DIRECTION 1
Count the lines of the records that contain the word "black", with case counting. Reply with the number alone.

# START OF SUPPLIED TEXT

Wednesday, April 18, 2012

On re-reading Gift from the Sea

I came across Gift from the Sea several years ago, when I was visiting our cousins in Sequim.  Usually, when I am visiting friends or family, I only bring along reading material for the transportation part of the trip.  Once ensconced in my guest room, I start roaming the bookshelves, awaiting that serendipitous moment when the things that interested my hosts will capture me as well.  In many cases, the title that grabs me is something I've read before, or something that I've been meaning to read.  Agatha Christie, An Omnivore's Dilemma, A Natural History of the Senses, Into the Wild.....you get the picture.  But Gift from the Sea was a true serendipitous discovery.  I picked it up because I was near the ocean, visiting a house that sat on a bluff over looking the Straits of Juan de Fuca.  From the opening line, I was hooked.

Yes, I agree, the beach is the place for contemplation, renewal, simplifying.  From Siddhartha to Alix Kates Shulman, people have gone to water to think, to empty their minds, to figure things out.   Why not me?  I am not a writer, a creator, a guru, a bodhisattva.  I'm just a 20th century middle-class middle-aged white American female, but I can identify.  I can empty my mind with the best of them.

# END OF SUPPLIED TEXT
# START OF MATERIAL SUPPLIED

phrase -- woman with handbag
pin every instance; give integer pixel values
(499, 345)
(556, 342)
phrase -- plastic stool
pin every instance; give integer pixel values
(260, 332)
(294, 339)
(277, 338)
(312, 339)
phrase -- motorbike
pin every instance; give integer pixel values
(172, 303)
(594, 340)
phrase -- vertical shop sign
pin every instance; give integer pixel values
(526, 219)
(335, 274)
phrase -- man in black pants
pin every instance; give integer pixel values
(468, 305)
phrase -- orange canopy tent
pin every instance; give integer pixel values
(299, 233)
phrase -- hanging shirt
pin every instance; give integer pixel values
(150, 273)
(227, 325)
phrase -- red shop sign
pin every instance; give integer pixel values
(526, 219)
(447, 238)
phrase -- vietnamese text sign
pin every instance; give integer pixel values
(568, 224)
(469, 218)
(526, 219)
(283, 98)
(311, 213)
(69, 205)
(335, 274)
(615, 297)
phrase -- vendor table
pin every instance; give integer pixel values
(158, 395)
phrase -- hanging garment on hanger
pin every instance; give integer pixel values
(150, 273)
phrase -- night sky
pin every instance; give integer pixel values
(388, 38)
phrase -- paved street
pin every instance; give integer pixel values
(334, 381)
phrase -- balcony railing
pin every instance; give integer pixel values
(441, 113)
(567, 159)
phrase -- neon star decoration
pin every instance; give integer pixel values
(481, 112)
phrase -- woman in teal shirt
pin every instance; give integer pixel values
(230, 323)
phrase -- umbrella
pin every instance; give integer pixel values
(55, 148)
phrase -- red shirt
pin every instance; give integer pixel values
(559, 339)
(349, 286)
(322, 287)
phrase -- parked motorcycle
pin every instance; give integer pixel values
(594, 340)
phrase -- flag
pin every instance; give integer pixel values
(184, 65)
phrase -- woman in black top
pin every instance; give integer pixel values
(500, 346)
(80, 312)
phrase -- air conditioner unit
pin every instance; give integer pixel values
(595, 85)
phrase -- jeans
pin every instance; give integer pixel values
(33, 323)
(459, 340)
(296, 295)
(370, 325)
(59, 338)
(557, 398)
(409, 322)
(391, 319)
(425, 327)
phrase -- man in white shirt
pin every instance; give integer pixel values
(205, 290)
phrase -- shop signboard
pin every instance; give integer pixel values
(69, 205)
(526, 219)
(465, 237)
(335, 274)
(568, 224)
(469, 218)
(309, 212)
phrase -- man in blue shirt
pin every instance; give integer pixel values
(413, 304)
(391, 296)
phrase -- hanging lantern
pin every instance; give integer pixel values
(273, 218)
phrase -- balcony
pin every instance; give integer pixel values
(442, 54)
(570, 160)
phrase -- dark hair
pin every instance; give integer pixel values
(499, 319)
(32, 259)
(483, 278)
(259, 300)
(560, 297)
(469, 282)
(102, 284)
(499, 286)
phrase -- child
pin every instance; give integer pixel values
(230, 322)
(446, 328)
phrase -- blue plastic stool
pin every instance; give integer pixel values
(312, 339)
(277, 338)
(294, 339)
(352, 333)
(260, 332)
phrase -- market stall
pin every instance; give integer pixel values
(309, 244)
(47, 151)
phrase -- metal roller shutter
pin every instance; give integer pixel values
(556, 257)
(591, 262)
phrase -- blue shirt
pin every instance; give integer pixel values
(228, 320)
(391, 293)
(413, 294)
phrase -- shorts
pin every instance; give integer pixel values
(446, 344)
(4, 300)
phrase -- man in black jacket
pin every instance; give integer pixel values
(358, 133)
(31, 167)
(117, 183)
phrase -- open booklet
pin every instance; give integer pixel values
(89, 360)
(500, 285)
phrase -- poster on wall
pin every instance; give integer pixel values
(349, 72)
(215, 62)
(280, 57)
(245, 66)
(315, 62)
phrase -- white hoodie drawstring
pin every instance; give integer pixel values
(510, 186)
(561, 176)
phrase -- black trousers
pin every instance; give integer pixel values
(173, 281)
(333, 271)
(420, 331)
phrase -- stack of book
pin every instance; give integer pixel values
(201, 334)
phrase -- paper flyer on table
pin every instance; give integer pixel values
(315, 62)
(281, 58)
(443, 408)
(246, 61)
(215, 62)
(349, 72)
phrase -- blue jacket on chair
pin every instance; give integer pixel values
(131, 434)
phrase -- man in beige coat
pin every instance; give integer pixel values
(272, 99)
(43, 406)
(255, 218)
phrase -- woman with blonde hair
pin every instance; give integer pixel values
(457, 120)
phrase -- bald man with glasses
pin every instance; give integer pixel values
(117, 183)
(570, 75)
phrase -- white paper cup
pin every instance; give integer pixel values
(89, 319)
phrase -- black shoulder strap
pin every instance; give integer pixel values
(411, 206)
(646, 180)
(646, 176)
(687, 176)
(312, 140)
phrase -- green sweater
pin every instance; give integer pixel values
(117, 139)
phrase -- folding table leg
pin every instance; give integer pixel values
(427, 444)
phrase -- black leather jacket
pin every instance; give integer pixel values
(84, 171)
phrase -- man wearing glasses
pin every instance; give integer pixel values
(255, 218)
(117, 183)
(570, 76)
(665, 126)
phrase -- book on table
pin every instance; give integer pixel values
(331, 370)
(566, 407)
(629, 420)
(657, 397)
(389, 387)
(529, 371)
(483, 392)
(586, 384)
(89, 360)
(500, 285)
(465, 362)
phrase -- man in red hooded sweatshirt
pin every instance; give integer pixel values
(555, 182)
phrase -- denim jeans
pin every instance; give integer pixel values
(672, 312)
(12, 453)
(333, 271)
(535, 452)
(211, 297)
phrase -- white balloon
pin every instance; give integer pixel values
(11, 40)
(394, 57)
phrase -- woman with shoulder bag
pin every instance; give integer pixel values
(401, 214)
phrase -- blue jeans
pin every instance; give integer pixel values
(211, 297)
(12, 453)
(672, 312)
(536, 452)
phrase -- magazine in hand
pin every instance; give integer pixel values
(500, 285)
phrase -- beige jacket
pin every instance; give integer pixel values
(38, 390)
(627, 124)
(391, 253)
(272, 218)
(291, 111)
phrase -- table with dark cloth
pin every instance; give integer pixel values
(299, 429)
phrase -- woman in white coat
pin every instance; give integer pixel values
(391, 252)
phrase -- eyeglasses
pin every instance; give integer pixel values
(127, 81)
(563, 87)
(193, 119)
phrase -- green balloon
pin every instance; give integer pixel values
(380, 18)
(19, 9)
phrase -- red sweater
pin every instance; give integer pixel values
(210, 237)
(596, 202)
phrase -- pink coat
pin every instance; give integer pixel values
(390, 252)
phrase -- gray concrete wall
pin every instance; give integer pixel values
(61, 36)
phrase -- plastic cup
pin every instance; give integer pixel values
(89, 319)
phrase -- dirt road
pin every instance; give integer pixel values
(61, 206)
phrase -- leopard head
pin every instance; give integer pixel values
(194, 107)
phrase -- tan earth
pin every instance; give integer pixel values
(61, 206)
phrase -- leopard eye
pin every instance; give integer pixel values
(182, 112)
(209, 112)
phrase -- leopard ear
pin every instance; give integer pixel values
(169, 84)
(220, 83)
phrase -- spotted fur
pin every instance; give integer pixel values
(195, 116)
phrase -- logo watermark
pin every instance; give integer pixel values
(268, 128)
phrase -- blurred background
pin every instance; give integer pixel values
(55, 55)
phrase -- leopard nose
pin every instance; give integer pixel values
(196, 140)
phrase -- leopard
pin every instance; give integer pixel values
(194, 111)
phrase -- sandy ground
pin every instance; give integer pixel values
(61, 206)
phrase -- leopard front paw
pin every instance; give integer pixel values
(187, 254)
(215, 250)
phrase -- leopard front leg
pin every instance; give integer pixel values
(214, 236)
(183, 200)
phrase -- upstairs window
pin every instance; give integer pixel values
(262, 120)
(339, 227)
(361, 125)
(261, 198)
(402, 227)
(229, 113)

# END OF MATERIAL SUPPLIED

DIRECTION 2
Reproduce the post about re-reading Gift from the Sea from "On re-reading Gift" up to and including "I was hooked.", with no changes.

EXERCISE RESULT 1
6

EXERCISE RESULT 2
On re-reading Gift from the Sea

I came across Gift from the Sea several years ago, when I was visiting our cousins in Sequim.  Usually, when I am visiting friends or family, I only bring along reading material for the transportation part of the trip.  Once ensconced in my guest room, I start roaming the bookshelves, awaiting that serendipitous moment when the things that interested my hosts will capture me as well.  In many cases, the title that grabs me is something I've read before, or something that I've been meaning to read.  Agatha Christie, An Omnivore's Dilemma, A Natural History of the Senses, Into the Wild.....you get the picture.  But Gift from the Sea was a true serendipitous discovery.  I picked it up because I was near the ocean, visiting a house that sat on a bluff over looking the Straits of Juan de Fuca.  From the opening line, I was hooked.